Items listed in a dataset:
=== Section Start ===
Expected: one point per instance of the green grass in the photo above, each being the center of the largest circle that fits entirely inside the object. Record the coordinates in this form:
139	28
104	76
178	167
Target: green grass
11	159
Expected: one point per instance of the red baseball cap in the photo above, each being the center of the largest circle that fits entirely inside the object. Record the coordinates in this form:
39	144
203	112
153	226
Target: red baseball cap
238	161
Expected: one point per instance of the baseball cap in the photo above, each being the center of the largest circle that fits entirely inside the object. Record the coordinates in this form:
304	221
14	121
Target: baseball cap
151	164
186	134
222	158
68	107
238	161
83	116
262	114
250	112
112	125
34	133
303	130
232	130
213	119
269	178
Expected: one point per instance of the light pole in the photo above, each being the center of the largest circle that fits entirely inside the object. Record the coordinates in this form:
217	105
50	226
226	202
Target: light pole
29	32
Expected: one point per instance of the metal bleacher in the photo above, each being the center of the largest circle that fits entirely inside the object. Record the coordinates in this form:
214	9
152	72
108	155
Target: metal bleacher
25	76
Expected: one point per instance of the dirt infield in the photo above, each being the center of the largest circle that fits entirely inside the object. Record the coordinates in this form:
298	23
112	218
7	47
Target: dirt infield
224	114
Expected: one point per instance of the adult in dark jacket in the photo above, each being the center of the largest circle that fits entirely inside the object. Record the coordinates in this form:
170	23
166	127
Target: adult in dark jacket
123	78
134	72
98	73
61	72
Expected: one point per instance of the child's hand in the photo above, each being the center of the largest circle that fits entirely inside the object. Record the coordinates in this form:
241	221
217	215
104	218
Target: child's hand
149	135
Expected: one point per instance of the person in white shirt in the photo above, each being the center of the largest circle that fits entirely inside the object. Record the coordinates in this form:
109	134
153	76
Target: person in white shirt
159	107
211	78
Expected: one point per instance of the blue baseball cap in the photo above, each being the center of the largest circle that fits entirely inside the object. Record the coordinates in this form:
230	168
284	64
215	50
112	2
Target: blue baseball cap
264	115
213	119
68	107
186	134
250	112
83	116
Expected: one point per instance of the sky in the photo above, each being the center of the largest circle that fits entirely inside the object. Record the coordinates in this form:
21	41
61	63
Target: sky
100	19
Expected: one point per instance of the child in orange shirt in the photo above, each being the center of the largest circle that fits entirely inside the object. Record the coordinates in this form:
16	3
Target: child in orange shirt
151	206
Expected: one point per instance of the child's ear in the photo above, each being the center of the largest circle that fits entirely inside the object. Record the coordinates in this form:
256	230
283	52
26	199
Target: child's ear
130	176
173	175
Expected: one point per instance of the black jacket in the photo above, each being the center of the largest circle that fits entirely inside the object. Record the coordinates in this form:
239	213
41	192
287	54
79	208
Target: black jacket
=== Section End ===
What to work on. Only the lines with "black" are needed; find them in the records and copy each one.

Exercise answer.
Expected: one point per instance of the black jacket in the photo above, each being the center of the largest circle that fits entirely inside the object. Record the coordinates in this form:
Target: black jacket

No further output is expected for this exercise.